▸ JOB:
Return every one of the rows below unchanged, line for line.

— START RECORDS TO PROCESS —

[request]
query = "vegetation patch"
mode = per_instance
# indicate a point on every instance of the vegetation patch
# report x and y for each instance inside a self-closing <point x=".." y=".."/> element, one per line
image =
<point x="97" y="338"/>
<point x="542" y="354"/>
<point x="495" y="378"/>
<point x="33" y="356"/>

— END RECORDS TO PROCESS —

▸ ANSWER TO THIS TASK:
[request]
query = "vegetation patch"
mode = per_instance
# indicate a point on every instance of the vegetation patch
# report x and y for each instance inside a self-closing <point x=".." y=".."/> element, one per line
image =
<point x="97" y="338"/>
<point x="542" y="354"/>
<point x="495" y="378"/>
<point x="33" y="356"/>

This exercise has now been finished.